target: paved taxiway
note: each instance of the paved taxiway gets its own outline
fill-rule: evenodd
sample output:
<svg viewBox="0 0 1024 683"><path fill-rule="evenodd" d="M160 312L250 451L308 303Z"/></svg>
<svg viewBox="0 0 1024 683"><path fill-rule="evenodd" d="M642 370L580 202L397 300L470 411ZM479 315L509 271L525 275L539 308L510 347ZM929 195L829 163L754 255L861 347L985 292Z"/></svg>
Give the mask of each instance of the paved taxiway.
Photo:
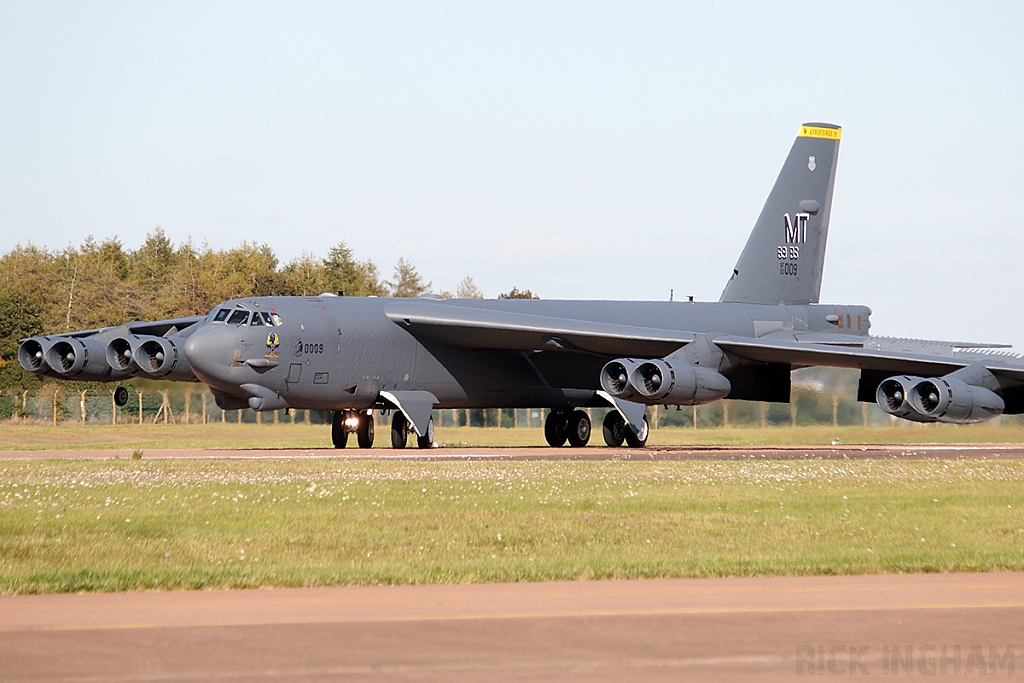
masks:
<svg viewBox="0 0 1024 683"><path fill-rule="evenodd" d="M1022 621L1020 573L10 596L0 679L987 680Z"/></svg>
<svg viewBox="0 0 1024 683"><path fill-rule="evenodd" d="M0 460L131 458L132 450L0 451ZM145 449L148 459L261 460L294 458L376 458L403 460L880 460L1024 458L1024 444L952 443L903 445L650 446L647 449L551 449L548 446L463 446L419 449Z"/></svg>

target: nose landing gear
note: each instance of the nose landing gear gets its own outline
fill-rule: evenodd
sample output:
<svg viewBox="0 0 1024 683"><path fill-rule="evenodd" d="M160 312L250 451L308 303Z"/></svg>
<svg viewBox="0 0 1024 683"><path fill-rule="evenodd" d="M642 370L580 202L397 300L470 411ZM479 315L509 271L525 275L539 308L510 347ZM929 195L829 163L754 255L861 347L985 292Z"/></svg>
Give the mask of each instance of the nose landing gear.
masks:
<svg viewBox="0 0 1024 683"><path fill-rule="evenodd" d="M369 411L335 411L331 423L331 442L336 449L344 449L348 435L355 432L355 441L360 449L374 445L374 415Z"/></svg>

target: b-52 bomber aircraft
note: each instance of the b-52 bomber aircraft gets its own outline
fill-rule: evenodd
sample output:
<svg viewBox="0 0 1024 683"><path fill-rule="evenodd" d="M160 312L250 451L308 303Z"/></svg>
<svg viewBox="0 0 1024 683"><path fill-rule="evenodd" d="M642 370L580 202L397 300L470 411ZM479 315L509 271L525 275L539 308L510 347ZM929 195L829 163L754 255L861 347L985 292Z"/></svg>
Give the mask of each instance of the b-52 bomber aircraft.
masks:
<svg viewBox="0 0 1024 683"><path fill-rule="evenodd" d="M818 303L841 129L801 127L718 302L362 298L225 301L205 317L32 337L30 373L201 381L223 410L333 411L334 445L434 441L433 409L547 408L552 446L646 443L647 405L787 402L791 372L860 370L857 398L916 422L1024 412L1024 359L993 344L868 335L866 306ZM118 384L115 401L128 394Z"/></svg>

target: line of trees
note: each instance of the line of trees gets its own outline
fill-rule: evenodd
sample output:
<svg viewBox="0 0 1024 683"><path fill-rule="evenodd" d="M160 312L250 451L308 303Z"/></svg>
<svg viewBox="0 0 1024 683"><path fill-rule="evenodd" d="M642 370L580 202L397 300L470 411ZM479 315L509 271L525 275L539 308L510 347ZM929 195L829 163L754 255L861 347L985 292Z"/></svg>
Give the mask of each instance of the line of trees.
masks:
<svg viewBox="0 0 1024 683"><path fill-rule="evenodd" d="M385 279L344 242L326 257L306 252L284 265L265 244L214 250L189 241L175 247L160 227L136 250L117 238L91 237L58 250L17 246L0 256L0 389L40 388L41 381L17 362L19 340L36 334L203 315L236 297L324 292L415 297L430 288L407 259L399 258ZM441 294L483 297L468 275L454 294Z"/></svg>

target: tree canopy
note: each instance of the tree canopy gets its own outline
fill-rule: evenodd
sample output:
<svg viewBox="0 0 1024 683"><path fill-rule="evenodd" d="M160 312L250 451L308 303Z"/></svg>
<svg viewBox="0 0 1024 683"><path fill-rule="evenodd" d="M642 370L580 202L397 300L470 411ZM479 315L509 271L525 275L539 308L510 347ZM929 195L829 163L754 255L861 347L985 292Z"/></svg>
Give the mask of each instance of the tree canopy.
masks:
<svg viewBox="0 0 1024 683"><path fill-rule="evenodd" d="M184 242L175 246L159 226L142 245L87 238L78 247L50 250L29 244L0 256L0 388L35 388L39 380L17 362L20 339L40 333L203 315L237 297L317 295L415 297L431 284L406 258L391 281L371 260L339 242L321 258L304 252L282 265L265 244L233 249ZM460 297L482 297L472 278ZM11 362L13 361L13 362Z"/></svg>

-=-=-=-=-

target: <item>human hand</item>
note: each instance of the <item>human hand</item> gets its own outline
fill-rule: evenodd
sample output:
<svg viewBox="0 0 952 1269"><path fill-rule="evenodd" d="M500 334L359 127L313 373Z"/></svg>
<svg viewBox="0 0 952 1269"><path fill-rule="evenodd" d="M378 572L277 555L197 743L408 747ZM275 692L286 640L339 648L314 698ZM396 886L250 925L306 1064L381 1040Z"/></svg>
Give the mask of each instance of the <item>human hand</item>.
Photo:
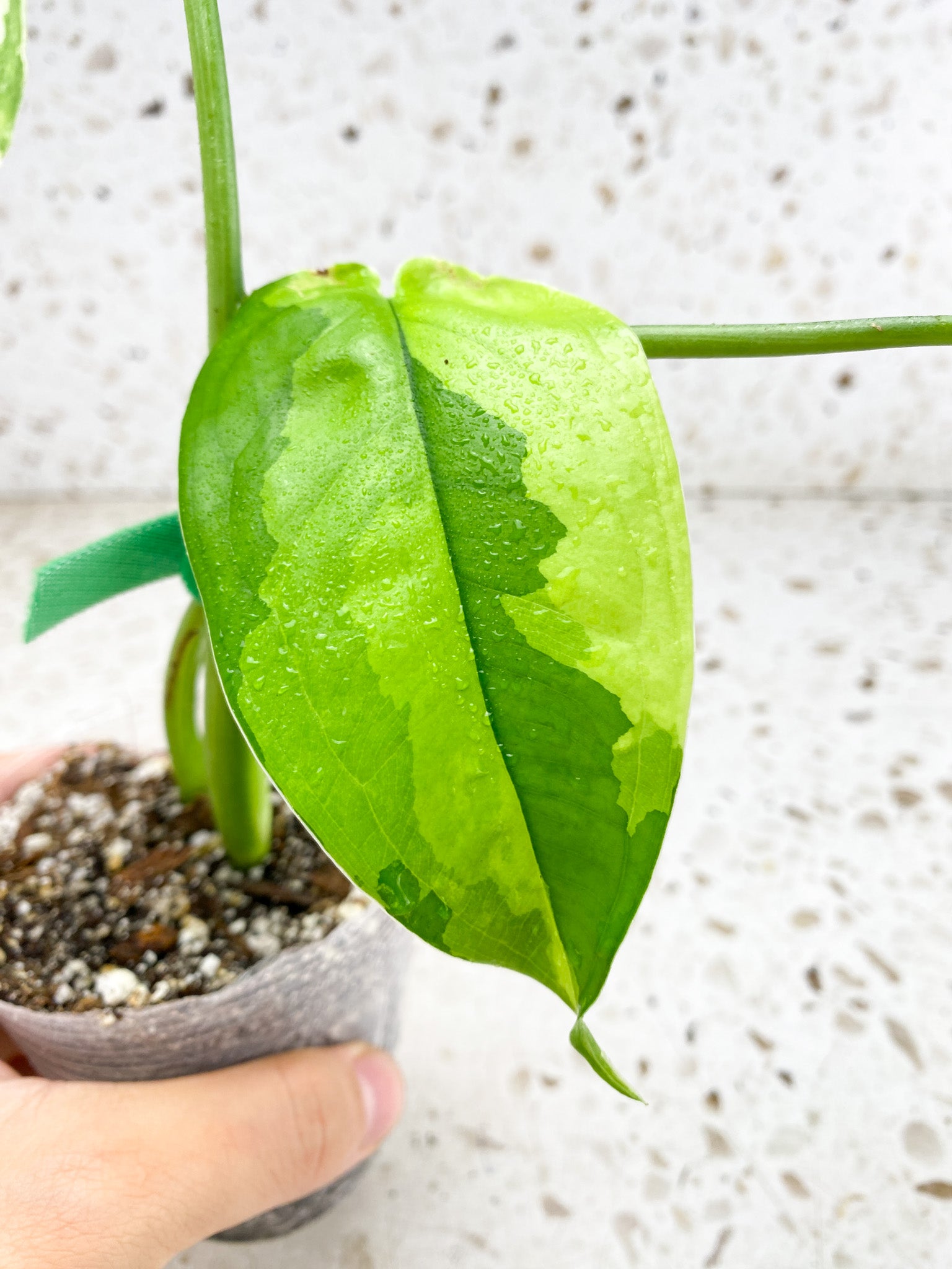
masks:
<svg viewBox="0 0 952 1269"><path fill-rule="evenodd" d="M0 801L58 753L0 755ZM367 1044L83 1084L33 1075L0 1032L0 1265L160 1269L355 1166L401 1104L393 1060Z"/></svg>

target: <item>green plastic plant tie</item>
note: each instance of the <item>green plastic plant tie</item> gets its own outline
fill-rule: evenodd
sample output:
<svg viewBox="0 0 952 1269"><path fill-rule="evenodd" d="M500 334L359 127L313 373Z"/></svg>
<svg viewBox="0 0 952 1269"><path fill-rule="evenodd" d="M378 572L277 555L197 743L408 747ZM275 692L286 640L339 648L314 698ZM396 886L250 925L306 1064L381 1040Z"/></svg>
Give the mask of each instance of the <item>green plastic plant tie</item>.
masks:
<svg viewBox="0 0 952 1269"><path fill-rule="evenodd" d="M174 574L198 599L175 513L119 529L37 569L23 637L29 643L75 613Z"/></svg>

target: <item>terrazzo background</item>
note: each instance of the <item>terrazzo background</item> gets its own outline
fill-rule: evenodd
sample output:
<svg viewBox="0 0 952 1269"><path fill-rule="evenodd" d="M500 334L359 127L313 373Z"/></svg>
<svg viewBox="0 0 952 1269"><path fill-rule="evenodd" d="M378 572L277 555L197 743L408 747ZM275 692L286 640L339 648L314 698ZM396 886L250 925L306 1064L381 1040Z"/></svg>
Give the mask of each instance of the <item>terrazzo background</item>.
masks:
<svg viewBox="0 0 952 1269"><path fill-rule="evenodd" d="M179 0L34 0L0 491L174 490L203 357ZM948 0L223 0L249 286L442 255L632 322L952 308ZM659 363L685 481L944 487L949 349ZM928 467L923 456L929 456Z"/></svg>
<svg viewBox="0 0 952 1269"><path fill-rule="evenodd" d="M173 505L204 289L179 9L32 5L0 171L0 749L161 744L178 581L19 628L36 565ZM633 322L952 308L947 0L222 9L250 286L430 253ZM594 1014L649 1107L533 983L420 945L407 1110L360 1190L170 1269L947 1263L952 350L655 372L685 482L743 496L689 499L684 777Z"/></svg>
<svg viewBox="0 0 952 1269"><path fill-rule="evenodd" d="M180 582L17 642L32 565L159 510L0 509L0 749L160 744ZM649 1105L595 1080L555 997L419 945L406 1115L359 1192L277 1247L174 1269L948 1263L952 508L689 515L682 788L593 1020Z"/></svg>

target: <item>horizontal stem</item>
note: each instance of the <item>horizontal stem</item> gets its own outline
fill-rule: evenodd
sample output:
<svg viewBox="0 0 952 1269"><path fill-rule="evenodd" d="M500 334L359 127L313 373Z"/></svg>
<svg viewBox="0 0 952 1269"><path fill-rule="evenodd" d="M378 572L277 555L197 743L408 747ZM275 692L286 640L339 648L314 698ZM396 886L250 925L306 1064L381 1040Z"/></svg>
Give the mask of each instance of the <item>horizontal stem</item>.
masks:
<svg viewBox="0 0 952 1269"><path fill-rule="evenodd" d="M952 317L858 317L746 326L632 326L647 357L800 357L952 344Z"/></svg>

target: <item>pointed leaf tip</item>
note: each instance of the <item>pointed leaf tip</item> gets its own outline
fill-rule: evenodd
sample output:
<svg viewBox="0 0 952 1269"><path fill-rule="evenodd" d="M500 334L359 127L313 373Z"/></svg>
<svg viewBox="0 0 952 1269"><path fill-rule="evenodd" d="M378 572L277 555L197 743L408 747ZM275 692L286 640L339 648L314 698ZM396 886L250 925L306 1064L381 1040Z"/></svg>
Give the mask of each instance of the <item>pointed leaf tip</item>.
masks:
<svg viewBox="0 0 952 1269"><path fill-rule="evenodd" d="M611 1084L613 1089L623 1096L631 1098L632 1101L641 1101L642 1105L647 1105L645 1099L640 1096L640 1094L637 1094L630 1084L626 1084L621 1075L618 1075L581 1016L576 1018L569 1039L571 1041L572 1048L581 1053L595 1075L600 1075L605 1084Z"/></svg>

-=-=-=-=-

Exercise:
Rewrite the entries from the line containing "target: paved taxiway" through the line containing "411L335 411L331 423L331", changing "sample output" to "reference output" and keeping everything else the same. Omit the pictures from the rewritten text.

Expected output:
target: paved taxiway
note: each instance of the paved taxiway gets its own outline
fill-rule: evenodd
reference output:
<svg viewBox="0 0 1024 683"><path fill-rule="evenodd" d="M160 312L250 451L308 303Z"/></svg>
<svg viewBox="0 0 1024 683"><path fill-rule="evenodd" d="M642 370L580 202L397 300L470 411ZM479 315L509 271L525 275L539 308L510 347ZM929 195L829 163L754 255L861 347L985 292Z"/></svg>
Give the mask of each instance of the paved taxiway.
Photo:
masks:
<svg viewBox="0 0 1024 683"><path fill-rule="evenodd" d="M1022 621L1020 573L10 596L0 679L987 680Z"/></svg>
<svg viewBox="0 0 1024 683"><path fill-rule="evenodd" d="M0 460L131 458L132 450L0 451ZM145 449L148 459L261 460L294 458L376 458L403 460L880 460L1024 458L1024 444L952 443L903 445L650 446L647 449L551 449L548 446L463 446L419 449Z"/></svg>

target: nose landing gear
note: each instance of the nose landing gear gets its own outline
fill-rule: evenodd
reference output:
<svg viewBox="0 0 1024 683"><path fill-rule="evenodd" d="M160 312L250 451L308 303Z"/></svg>
<svg viewBox="0 0 1024 683"><path fill-rule="evenodd" d="M642 370L580 202L397 300L470 411ZM479 315L509 271L525 275L539 308L510 347ZM929 195L829 163L754 255L861 347L985 292Z"/></svg>
Give the mask of each instance of the nose landing gear.
masks:
<svg viewBox="0 0 1024 683"><path fill-rule="evenodd" d="M369 411L335 411L331 423L331 442L336 449L344 449L348 435L355 432L355 441L360 449L374 445L374 415Z"/></svg>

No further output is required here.